PROBLEM TO SOLVE >> Look through the lines below and copy each one that includes "lower".

(Records from a data collection)
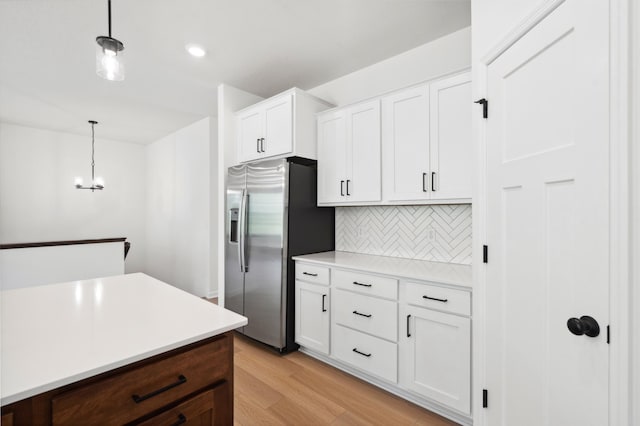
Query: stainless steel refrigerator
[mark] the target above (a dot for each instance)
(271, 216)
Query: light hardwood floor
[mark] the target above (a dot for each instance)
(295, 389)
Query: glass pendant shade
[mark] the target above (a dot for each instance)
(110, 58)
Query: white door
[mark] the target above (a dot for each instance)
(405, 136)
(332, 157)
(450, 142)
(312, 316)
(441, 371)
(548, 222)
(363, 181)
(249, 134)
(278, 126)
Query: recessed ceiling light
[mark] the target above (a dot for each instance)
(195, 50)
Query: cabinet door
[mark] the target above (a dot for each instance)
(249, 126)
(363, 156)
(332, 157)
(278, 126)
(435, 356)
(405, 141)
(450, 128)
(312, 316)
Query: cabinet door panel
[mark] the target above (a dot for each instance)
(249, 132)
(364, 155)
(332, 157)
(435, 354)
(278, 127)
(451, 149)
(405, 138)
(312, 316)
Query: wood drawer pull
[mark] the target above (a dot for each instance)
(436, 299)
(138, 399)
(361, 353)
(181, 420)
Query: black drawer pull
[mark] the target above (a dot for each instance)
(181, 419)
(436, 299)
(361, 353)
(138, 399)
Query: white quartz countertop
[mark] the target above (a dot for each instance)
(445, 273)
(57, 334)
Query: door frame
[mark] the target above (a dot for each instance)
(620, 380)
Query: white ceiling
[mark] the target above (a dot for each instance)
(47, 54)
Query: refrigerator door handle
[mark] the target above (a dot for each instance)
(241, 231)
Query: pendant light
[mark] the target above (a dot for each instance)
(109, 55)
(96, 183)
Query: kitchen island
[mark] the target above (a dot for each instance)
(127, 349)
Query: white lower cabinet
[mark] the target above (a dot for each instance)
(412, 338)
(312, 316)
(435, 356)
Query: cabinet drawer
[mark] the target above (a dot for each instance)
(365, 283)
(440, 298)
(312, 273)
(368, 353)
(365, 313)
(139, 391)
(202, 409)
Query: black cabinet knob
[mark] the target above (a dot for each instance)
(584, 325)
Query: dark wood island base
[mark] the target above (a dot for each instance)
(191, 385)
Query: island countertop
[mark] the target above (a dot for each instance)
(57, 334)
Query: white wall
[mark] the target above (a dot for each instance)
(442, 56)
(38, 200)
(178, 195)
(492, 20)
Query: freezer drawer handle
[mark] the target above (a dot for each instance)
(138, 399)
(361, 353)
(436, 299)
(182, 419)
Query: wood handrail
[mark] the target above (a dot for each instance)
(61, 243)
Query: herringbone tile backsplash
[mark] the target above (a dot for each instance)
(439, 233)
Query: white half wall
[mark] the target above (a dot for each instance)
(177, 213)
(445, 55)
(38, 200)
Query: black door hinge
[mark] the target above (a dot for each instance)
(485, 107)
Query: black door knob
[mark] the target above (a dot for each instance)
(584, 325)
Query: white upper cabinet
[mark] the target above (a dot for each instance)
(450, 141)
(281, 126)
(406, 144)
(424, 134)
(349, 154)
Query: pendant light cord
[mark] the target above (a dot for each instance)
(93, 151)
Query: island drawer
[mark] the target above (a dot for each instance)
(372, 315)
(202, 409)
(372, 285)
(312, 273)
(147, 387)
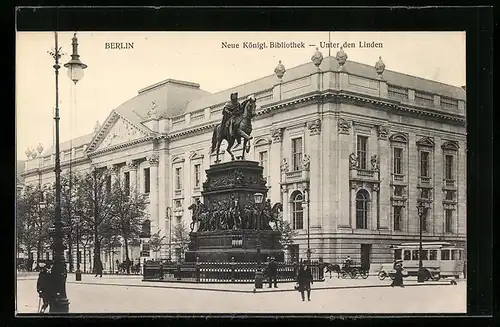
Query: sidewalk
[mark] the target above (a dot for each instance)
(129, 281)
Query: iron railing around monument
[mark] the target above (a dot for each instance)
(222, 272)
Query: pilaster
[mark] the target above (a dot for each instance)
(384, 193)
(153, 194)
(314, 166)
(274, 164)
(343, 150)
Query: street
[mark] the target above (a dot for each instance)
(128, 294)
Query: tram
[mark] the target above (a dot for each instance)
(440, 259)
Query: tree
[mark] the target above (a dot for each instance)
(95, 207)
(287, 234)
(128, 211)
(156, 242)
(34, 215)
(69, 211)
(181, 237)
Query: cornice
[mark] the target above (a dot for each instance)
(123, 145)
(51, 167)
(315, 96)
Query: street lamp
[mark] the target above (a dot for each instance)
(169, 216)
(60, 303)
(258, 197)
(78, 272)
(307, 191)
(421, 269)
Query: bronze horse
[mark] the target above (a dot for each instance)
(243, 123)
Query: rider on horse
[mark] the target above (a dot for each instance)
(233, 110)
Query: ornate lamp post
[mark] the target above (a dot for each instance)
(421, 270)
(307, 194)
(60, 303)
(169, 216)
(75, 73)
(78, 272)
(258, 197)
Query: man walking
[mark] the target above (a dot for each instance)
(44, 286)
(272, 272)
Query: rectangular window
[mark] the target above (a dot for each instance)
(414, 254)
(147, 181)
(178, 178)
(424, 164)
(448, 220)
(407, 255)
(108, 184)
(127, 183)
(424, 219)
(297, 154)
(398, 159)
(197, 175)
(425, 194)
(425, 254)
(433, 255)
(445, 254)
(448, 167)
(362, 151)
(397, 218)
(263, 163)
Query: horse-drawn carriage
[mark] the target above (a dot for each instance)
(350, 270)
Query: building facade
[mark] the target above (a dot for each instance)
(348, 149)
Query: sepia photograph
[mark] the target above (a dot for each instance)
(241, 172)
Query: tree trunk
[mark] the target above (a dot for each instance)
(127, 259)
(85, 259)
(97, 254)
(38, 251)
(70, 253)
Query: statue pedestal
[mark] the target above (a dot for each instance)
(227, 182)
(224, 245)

...

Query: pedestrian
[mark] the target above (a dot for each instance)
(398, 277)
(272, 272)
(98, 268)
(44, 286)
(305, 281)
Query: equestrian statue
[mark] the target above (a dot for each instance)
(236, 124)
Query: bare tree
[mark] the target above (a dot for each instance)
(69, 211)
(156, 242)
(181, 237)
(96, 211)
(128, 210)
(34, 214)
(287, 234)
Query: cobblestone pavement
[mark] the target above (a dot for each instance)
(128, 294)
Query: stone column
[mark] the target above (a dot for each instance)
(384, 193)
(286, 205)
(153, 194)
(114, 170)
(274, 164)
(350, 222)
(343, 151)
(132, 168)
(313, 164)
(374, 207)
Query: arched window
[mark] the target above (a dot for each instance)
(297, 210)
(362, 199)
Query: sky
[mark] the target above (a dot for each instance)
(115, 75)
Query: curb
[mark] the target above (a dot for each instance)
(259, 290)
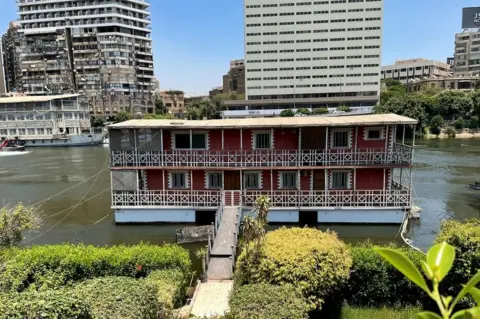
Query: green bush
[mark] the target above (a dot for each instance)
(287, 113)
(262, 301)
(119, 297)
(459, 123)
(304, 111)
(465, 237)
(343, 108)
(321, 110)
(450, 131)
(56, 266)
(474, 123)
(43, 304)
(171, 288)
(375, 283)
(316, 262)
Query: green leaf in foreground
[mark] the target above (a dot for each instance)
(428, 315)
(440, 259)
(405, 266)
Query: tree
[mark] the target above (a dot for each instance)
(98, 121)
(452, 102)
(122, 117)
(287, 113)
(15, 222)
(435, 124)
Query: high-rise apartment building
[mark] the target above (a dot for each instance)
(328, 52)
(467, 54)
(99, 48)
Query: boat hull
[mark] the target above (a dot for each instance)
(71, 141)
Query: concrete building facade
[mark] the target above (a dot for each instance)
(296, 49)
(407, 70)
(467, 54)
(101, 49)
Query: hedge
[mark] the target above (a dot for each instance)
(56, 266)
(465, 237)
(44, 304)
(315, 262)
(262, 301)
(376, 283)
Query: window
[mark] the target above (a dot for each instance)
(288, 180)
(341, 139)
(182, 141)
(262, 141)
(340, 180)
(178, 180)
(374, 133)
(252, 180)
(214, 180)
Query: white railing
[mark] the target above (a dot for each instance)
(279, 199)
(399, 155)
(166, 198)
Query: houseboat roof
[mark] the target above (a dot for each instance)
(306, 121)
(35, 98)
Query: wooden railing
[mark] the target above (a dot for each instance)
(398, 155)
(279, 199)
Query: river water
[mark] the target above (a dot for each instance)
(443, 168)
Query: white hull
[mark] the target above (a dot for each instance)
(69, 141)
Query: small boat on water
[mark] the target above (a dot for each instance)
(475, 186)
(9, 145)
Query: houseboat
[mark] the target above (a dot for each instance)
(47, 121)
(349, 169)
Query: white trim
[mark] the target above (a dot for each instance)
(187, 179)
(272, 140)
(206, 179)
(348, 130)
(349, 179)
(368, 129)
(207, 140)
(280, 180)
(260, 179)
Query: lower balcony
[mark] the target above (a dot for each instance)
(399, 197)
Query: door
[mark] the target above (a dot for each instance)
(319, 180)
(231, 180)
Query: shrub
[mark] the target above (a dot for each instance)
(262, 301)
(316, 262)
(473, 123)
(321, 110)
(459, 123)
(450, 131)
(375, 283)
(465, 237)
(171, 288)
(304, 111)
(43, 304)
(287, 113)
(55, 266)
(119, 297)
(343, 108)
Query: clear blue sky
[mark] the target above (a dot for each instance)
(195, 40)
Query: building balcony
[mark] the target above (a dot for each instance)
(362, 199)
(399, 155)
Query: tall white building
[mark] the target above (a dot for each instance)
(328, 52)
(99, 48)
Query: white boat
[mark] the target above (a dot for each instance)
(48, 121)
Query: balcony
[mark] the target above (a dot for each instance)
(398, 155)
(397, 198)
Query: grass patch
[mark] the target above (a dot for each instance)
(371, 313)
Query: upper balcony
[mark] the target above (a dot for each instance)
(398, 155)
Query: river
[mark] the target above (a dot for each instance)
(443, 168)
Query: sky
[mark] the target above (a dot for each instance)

RESULT BELOW >>
Query: white lower cabinet
Query: lower balcony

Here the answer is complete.